Give the listing again in full, exactly as written.

┄┄┄┄┄┄

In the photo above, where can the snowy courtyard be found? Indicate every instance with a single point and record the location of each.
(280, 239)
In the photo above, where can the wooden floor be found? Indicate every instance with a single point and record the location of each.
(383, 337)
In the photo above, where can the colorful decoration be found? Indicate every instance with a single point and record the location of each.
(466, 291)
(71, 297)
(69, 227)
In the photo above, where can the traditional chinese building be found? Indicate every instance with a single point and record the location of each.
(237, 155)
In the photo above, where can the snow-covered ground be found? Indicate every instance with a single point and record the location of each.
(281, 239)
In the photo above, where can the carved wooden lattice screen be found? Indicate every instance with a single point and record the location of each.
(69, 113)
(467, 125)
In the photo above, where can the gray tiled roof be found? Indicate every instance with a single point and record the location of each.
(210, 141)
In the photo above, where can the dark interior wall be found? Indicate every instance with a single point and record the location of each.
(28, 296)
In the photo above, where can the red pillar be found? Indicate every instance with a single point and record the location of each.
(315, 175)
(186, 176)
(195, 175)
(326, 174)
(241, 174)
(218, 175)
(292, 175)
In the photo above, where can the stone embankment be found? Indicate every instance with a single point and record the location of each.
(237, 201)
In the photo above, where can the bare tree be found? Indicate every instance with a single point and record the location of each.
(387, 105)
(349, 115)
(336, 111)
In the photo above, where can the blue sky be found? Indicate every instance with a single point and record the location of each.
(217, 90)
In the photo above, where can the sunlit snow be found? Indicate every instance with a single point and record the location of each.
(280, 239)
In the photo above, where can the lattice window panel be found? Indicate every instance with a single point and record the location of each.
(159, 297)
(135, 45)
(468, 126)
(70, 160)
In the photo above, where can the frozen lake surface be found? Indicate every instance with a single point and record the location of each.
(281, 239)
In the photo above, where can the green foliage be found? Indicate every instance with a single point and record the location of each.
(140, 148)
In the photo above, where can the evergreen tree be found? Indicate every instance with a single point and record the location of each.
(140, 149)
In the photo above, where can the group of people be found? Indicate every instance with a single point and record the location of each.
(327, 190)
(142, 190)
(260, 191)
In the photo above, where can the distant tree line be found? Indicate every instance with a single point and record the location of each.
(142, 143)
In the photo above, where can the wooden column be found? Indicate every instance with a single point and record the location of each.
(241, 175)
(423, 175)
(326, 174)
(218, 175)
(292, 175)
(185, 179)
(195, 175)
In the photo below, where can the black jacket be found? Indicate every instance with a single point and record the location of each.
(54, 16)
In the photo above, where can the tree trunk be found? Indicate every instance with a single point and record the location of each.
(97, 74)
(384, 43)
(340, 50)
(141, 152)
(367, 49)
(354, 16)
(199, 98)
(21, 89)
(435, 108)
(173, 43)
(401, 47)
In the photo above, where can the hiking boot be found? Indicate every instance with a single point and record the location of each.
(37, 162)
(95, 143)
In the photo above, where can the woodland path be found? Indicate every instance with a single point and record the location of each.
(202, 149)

┄┄┄┄┄┄

**Answer section:**
In the photo above, where can the snowy courtyard be found? Indicate every instance with a single point and record the location of each.
(280, 239)
In the photo above, where can the wooden floor be found? Indicate every instance with a single point and record the location of each.
(383, 337)
In the photo above, where can the colorful decoration be found? Indicate every instance with a single point and record the location of each.
(466, 291)
(71, 297)
(69, 227)
In the photo above, where can the traditional chinese building be found? Indicate every instance with a single point and record the location of each.
(237, 155)
In the photo above, where can the snow-covered ground be found? Indicate every instance with a single point and record the location of each.
(281, 239)
In the photo above, where can the carved wooden lattice screen be found? Indicate every instance with a single point and record the location of each.
(69, 113)
(467, 125)
In the photo above, where can the gray tiled roof be found? Indicate every instance with a single point and record the location of each.
(210, 141)
In the photo above, where can the dark interior wall be found? Indicate every instance with a single point and record the location of each.
(28, 296)
In the photo above, where can the red pillar be found? Indicate every instance with a single point and record the location of each.
(315, 175)
(186, 176)
(195, 175)
(326, 174)
(241, 174)
(218, 175)
(292, 175)
In the photo above, where can the stone embankment be found? Indicate every instance with a single point and record the location of each.
(237, 201)
In the photo above, where can the bare tree be found? Indicate every instance with a single point and record the location of each.
(387, 105)
(349, 115)
(336, 111)
In the photo above, where can the blue sky be found? Indicate every instance with a single point and record the location of each.
(217, 90)
In the photo above, where can the sunlit snow be found? Indicate every instance with a single point and record the location of each.
(280, 239)
In the photo above, where can the lattice window panel be found? Indicate every instance with a single point and record the location of each.
(159, 297)
(135, 45)
(468, 126)
(70, 160)
In the photo above, where can the frozen lake surface be found? Indicate every instance with a single point and record the location of each.
(281, 239)
In the photo above, where can the green foliage be found? Indicate every instance with a single point and record the location of each.
(140, 148)
In the photo above, where can the evergreen tree be found? Indicate every instance with a single point and record the location of each.
(140, 149)
In the photo above, where can the group of people be found? Indicate every instance with a single point and record the location of each.
(327, 190)
(142, 190)
(260, 191)
In the photo above, where can the distant tree line be found? Indicate every instance with a single point and record the location of each.
(142, 143)
In the photo above, where can the wooden column be found? Indicate every instance with a single point and record the location of each.
(241, 175)
(423, 175)
(326, 174)
(218, 175)
(292, 175)
(185, 179)
(195, 175)
In the photo below, where can the black jacket be found? Indicate every instance with a single point and record the location of each.
(54, 16)
In the photo above, where can the tree trunk be found? Indicate every instance with a single point and record the location of each.
(97, 74)
(384, 43)
(340, 50)
(141, 152)
(367, 49)
(354, 16)
(199, 98)
(21, 89)
(435, 108)
(173, 43)
(401, 47)
In the photo above, where can the hiking boot be found? Indicate every instance with a single point and record the location of each.
(37, 162)
(95, 143)
In the photo above, where can the woodland path be found? Indicate every instance with a single point and record the location of each.
(202, 149)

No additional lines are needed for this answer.